### Exercise task
Take the line that contains "metal crash barrier." and all lines after it, up to and including the last line of the data, and write them out exactly; nothing else belongs in the answer.

^^^^

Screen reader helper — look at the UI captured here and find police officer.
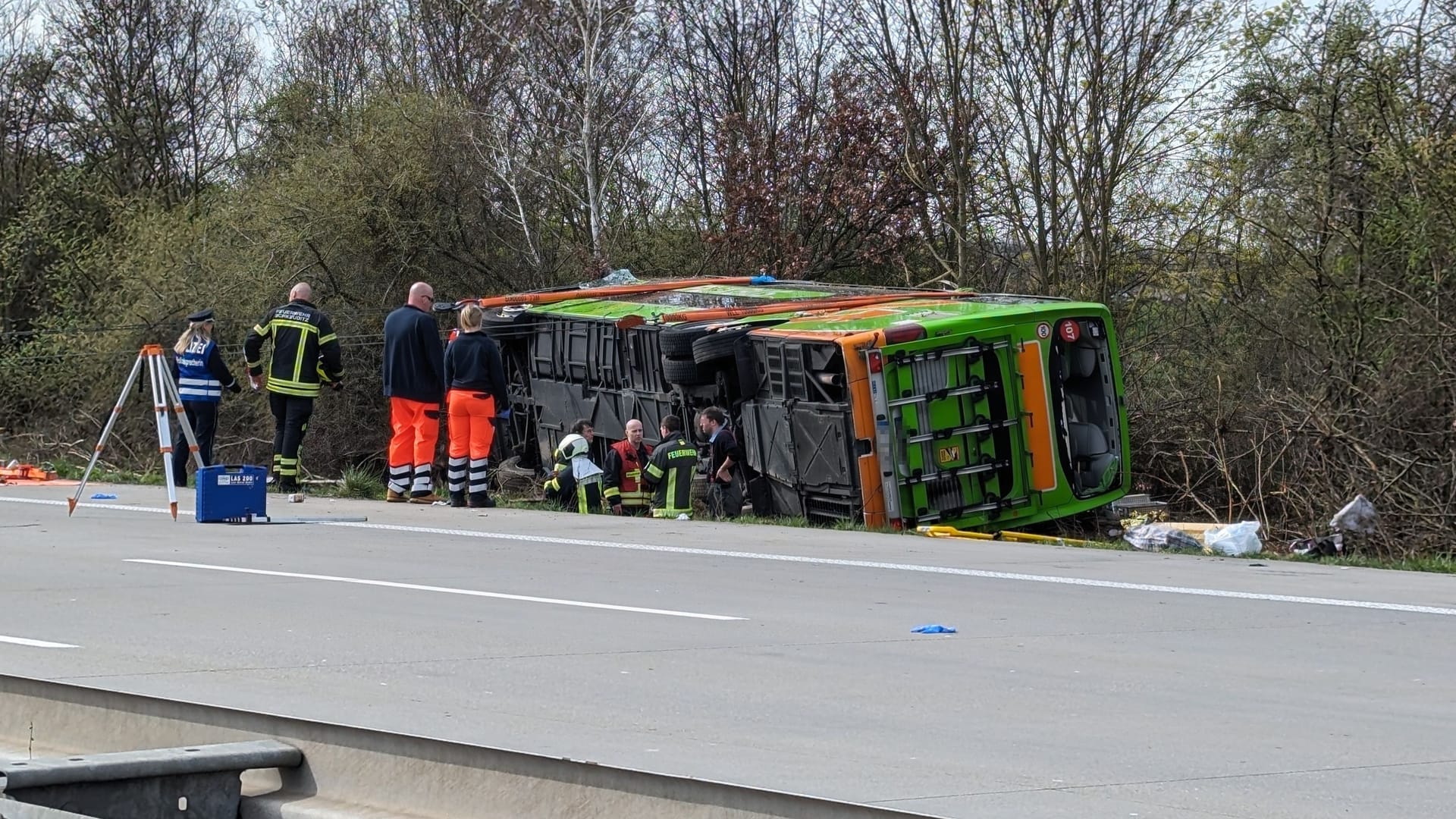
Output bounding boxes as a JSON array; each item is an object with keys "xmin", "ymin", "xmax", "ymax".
[
  {"xmin": 172, "ymin": 310, "xmax": 243, "ymax": 487},
  {"xmin": 601, "ymin": 419, "xmax": 652, "ymax": 514},
  {"xmin": 642, "ymin": 416, "xmax": 698, "ymax": 517},
  {"xmin": 243, "ymin": 281, "xmax": 344, "ymax": 493}
]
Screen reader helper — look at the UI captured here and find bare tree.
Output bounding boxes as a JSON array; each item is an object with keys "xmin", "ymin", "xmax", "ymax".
[
  {"xmin": 49, "ymin": 0, "xmax": 255, "ymax": 201},
  {"xmin": 987, "ymin": 0, "xmax": 1226, "ymax": 300},
  {"xmin": 852, "ymin": 0, "xmax": 1002, "ymax": 288}
]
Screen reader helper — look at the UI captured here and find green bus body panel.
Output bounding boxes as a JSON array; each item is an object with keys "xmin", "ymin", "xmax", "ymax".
[
  {"xmin": 868, "ymin": 302, "xmax": 1131, "ymax": 531},
  {"xmin": 507, "ymin": 277, "xmax": 1131, "ymax": 531}
]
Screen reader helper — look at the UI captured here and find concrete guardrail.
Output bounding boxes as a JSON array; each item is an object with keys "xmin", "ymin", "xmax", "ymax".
[{"xmin": 0, "ymin": 675, "xmax": 927, "ymax": 819}]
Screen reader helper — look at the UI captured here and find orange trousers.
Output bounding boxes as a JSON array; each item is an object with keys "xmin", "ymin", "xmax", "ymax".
[
  {"xmin": 389, "ymin": 397, "xmax": 440, "ymax": 495},
  {"xmin": 446, "ymin": 389, "xmax": 495, "ymax": 498}
]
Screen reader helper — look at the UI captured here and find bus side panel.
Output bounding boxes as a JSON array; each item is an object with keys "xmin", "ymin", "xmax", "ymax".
[{"xmin": 1016, "ymin": 341, "xmax": 1060, "ymax": 493}]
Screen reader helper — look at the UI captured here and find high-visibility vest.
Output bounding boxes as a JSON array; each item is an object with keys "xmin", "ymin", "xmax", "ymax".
[{"xmin": 176, "ymin": 337, "xmax": 223, "ymax": 402}]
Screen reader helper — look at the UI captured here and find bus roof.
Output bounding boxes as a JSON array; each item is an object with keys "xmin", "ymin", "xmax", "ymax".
[{"xmin": 529, "ymin": 280, "xmax": 1100, "ymax": 337}]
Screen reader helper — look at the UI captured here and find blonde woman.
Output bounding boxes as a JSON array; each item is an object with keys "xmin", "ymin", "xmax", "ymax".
[
  {"xmin": 446, "ymin": 305, "xmax": 511, "ymax": 509},
  {"xmin": 172, "ymin": 310, "xmax": 242, "ymax": 487}
]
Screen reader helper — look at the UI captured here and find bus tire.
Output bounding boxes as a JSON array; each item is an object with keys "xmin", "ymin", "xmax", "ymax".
[
  {"xmin": 657, "ymin": 322, "xmax": 708, "ymax": 359},
  {"xmin": 663, "ymin": 356, "xmax": 714, "ymax": 386},
  {"xmin": 693, "ymin": 326, "xmax": 753, "ymax": 364}
]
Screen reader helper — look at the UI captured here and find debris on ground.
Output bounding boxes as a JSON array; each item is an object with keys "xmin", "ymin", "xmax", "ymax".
[
  {"xmin": 1108, "ymin": 493, "xmax": 1168, "ymax": 520},
  {"xmin": 1122, "ymin": 523, "xmax": 1203, "ymax": 552},
  {"xmin": 1329, "ymin": 494, "xmax": 1380, "ymax": 535},
  {"xmin": 1288, "ymin": 494, "xmax": 1380, "ymax": 557},
  {"xmin": 1288, "ymin": 532, "xmax": 1345, "ymax": 557},
  {"xmin": 1203, "ymin": 520, "xmax": 1264, "ymax": 557},
  {"xmin": 0, "ymin": 460, "xmax": 55, "ymax": 484}
]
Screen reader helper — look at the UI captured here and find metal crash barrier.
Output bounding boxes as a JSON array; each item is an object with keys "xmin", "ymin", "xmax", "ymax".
[
  {"xmin": 0, "ymin": 675, "xmax": 927, "ymax": 819},
  {"xmin": 0, "ymin": 739, "xmax": 303, "ymax": 819}
]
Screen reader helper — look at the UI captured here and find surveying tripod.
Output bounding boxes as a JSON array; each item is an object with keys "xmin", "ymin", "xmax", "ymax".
[{"xmin": 67, "ymin": 344, "xmax": 202, "ymax": 520}]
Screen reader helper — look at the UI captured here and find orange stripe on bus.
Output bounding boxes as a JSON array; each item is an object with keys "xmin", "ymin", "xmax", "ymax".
[
  {"xmin": 1016, "ymin": 341, "xmax": 1057, "ymax": 491},
  {"xmin": 837, "ymin": 329, "xmax": 890, "ymax": 529}
]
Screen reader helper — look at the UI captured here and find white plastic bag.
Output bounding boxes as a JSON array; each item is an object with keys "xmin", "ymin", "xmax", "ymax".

^^^^

### Correct answer
Screen reader helper — look at the UI captured here and find metal crash barrier.
Output bounding boxes as a JSON array; each item is an object with keys "xmin", "ymin", "xmax", "ymax".
[
  {"xmin": 0, "ymin": 675, "xmax": 927, "ymax": 819},
  {"xmin": 0, "ymin": 739, "xmax": 303, "ymax": 819}
]
Screen reader helper — look at the UI captured here and find surveying tripod.
Output bounding boxes as a JSON array; each item is an object with keys "xmin", "ymin", "xmax", "ymax".
[{"xmin": 67, "ymin": 344, "xmax": 202, "ymax": 520}]
Screen reader helper — look at the UI captured here and find orange stripe on bus.
Output bounding boxes as a JSON array; each item is an object with keys "xmin", "ymin", "xmax", "ymax".
[
  {"xmin": 1016, "ymin": 341, "xmax": 1057, "ymax": 491},
  {"xmin": 837, "ymin": 329, "xmax": 890, "ymax": 529}
]
Screen reader helper — look at the UI captured here and find white plastic bag.
Output bounding boxes as a JSON array; each item is an object with keys "xmin", "ymin", "xmax", "ymax".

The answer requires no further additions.